--- Written request ---
Please reproduce each of the items below line for line, keeping every character unchanged.

--- The records ---
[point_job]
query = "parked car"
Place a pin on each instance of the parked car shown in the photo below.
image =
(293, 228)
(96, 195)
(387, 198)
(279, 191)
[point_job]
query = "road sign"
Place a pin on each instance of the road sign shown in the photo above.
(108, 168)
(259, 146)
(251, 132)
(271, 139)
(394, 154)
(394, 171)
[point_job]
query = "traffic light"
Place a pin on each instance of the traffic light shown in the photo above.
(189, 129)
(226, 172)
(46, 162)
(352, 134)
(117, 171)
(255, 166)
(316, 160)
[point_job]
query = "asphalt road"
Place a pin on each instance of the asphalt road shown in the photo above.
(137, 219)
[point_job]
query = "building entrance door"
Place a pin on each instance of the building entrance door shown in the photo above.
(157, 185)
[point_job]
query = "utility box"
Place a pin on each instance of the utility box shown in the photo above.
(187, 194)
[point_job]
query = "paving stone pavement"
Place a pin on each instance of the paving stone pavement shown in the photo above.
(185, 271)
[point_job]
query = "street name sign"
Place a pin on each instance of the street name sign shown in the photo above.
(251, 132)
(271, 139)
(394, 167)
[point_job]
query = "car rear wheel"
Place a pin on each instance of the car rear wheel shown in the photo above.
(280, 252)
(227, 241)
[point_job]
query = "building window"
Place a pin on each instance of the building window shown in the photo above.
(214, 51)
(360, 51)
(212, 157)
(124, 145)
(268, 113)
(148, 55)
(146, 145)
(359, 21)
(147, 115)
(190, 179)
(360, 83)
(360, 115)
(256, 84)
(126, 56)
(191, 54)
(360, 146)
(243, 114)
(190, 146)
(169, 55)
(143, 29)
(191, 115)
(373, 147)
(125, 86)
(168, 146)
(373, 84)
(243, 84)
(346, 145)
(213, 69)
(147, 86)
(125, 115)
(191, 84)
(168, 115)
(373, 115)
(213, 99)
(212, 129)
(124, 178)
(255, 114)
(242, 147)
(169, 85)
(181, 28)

--- Task output ---
[point_job]
query = "parked car"
Place a pin on each instance of the parked car shown in the photo below.
image =
(293, 228)
(96, 195)
(387, 198)
(279, 191)
[point_job]
query = "road sign"
Place a pin on each instance of the road sign shown in the photo above.
(108, 168)
(259, 146)
(251, 132)
(271, 139)
(394, 154)
(394, 171)
[point_job]
query = "traffic light"
Place a pin on each instance of the traffic light shown in the photo above.
(189, 129)
(226, 172)
(46, 162)
(352, 134)
(117, 171)
(255, 166)
(316, 160)
[point_job]
query = "asphalt road"
Place a pin on each instance of the asphalt road shown in the photo above.
(137, 219)
[point_job]
query = "building entrance door"
Place a pin on each instance of the building entrance door shown in the photo above.
(157, 185)
[point_job]
query = "utility box"
Place a pin on each instance of the utility box shown in the photo above.
(187, 194)
[point_job]
query = "paving stone pavement"
Place a pin on each instance of the paving stone pavement shown in the photo above.
(185, 271)
[point_job]
query = "street name sign"
Place a pin on each instance of the street name sign shown in the photo above.
(251, 132)
(271, 139)
(394, 167)
[point_job]
query = "car rear wheel"
Place a pin on each instance of the car rear wheel shown in the photo above.
(280, 252)
(227, 241)
[point_job]
query = "building window"
Place a pin on each instance of the building window shown in the photo above.
(214, 51)
(360, 51)
(212, 157)
(124, 145)
(268, 113)
(148, 55)
(146, 145)
(359, 21)
(147, 115)
(190, 179)
(360, 83)
(360, 115)
(256, 84)
(126, 56)
(191, 54)
(360, 146)
(243, 114)
(190, 146)
(169, 55)
(143, 29)
(191, 115)
(373, 147)
(125, 86)
(168, 146)
(373, 84)
(243, 84)
(346, 145)
(213, 69)
(147, 86)
(125, 115)
(191, 84)
(168, 115)
(373, 115)
(213, 99)
(212, 129)
(124, 178)
(255, 114)
(242, 147)
(169, 85)
(181, 28)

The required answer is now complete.